Task brief
State how many lines of the data below contain the word "tree". Reply with the number alone.

[start]

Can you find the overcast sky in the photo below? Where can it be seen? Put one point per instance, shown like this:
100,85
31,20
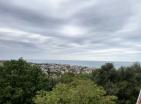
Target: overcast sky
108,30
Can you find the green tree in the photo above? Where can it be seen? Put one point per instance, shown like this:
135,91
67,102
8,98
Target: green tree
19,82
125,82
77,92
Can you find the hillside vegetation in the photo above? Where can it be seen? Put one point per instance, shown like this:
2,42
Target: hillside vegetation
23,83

[end]
[start]

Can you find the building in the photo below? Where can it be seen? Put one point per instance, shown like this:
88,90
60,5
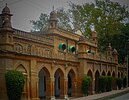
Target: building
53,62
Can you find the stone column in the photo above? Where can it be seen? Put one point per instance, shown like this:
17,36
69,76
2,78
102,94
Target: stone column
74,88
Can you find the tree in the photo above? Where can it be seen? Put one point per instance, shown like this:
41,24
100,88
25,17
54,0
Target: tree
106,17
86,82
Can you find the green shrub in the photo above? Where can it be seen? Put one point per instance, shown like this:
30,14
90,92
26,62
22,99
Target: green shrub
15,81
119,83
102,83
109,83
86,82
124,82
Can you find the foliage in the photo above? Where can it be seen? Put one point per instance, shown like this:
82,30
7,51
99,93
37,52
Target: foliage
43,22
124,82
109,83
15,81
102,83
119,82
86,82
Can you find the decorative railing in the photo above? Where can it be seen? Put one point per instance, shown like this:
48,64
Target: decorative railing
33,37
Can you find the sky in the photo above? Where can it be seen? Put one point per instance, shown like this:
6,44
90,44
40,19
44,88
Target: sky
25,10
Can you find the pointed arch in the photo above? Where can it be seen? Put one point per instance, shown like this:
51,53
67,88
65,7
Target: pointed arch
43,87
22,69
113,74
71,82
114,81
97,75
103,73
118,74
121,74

[end]
[start]

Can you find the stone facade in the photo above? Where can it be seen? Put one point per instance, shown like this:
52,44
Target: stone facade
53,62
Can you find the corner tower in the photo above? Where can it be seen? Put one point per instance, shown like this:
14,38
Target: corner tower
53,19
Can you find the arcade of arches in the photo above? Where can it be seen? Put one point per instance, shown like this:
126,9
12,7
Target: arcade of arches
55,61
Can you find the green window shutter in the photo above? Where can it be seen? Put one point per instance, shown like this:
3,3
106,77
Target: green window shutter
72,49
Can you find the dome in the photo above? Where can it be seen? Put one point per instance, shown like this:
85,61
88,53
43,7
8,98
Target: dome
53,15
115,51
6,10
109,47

[end]

Exercise response
4